• SHORT PROBLEM A: From the listing below, pull out each line that contains the string "reflection", matching case exactly.

• DOCUMENT EXTRACT:
While he’s had a Netflix show and a robust, successful stand-up career, most still recognize him from his iconic tenure as the host of the Weekend Update segment on Saturday Night Live from 1993 to 1998. His unusually straightforward style charmed audiences, but he was sometimes embroiled in conflicts with the managerial elements of the show on account of his nonchalant attitude toward controversial topics. When he wasn’t calling Michael Jackson a “homosexual pedophile” or ribbing the Clintons, his trusty muse was O. J. Simpson, whose eleven-month double murder trial served as Macdonald’s succor and punching bag so reliably that by the end of his time on the show his mere mention could induce waves of nervous laughter from the audience.
Don Ohlmeyer, president of NBC’s West Coast division, removed Macdonald from the segment in 1998, his casus belli being a drop in ratings. Macdonald, however, has publicly attributed his termination to Ohlmeyer’s long-standing friendship with Simpson.
Macdonald had a string of other shows afterward, most notably an unexceptional three-season sitcom in the Seinfeldian vein titled “The Norm Show,” but it (along with the rest) saw abrupt cancellation. His 2018 Netflix show “Norm Macdonald Has a Show,” too, saw no renewal following his comments in support of Louis C.K. and Roseanne Barr.

• RECORDS PROVIDED:

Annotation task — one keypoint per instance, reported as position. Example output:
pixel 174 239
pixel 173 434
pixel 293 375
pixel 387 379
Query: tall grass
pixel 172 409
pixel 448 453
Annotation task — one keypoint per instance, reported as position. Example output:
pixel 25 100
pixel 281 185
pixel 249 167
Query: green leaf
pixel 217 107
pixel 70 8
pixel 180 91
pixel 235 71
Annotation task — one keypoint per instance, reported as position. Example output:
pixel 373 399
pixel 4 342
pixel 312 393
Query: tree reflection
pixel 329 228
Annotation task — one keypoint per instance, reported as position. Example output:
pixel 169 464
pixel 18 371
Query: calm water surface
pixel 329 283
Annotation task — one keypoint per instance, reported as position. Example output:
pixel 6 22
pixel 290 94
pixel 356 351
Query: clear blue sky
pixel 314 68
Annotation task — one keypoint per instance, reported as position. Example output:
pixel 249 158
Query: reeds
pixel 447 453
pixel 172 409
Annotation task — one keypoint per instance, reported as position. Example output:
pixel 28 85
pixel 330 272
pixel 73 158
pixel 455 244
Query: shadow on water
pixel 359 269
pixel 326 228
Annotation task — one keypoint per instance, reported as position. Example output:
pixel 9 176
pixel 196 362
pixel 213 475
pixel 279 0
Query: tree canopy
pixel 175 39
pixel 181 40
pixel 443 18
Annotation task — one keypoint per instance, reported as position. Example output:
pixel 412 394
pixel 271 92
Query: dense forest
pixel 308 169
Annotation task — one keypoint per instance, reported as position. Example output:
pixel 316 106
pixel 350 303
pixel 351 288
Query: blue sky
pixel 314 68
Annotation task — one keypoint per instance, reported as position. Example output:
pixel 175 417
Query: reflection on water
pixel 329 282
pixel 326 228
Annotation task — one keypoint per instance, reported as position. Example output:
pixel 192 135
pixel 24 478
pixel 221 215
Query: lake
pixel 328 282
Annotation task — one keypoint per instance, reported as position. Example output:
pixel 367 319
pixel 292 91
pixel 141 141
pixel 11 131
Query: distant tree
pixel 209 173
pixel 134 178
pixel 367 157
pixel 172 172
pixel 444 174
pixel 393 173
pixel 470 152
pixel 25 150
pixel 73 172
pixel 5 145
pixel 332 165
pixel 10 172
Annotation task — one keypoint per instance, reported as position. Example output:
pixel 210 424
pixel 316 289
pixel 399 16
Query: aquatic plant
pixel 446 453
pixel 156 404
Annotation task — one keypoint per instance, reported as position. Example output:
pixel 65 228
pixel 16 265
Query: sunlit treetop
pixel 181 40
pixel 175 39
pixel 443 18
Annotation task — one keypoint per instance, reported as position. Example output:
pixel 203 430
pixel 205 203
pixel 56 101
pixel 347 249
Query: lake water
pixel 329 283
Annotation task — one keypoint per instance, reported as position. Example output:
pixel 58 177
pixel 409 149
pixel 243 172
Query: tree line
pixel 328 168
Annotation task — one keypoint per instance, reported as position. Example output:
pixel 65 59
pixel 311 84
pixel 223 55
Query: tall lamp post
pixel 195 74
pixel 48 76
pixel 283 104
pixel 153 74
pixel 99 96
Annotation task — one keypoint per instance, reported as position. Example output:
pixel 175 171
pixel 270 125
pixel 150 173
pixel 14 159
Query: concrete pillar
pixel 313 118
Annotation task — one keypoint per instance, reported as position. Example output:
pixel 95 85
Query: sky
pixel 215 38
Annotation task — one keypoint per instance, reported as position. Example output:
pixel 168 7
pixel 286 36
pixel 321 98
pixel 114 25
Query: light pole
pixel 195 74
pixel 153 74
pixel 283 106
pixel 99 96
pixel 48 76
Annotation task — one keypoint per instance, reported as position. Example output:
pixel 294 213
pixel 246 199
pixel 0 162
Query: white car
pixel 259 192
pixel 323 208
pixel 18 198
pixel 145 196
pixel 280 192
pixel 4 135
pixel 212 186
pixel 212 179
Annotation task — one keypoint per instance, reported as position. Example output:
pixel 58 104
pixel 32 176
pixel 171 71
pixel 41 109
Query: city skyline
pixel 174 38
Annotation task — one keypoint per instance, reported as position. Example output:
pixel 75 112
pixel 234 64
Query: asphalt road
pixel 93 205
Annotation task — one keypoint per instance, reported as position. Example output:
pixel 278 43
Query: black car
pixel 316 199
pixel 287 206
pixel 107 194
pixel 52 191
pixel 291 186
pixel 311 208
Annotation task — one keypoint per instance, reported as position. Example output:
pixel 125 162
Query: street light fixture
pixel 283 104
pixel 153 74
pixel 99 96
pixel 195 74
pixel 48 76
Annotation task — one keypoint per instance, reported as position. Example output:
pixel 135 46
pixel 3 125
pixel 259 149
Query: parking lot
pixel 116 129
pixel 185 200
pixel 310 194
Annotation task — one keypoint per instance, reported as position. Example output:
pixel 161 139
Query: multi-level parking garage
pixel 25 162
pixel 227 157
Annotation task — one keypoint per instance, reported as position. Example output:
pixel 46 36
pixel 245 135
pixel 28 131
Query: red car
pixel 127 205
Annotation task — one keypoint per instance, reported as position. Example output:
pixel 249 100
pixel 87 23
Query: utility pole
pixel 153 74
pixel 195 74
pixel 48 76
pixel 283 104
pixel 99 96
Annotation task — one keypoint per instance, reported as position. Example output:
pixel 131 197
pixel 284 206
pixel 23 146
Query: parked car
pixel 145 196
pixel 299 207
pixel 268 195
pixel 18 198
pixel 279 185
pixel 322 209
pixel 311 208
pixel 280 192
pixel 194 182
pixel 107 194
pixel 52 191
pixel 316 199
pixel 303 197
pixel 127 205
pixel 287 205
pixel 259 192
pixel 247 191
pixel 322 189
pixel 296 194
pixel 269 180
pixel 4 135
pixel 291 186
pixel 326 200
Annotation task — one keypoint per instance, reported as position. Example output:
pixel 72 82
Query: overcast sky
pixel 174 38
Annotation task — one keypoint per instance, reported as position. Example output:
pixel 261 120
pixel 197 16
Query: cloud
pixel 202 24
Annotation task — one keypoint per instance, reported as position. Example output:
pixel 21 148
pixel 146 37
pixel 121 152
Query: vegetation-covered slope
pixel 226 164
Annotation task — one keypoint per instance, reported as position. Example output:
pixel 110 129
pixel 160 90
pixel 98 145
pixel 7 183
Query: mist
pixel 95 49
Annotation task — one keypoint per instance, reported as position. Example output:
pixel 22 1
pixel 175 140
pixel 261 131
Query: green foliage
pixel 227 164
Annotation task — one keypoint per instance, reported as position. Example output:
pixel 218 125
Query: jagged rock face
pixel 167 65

• SHORT PROBLEM B: Extend the passage about Norm Macdonald's television career with the next paragraph, picking up after its final sentence.

• EXPECTED ANSWER A:
Query: tree reflection
Query: reflection on water

• EXPECTED ANSWER B:
It’s difficult to pick out a single moment that captures all the monotonic dexterity of Macdonald’s humor, but a serious contender would be this joke, delivered on “Late Night with Conan O’Brien,” told with such lengthy discipline it’s not hard to imagine him placing 20th in the 2007 World Series of Poker or writing a winding, skillful comedic quasi-novel like “Based on a True Story: A Memoir.”
Macdonald’s influence on modern comedy has been pronounced since his days with Saturday Night Live, but even with mobs of ameteur stand-ups aping his every move, nobody has been able to replicate the furtive allure that makes Norm Macdonald himself.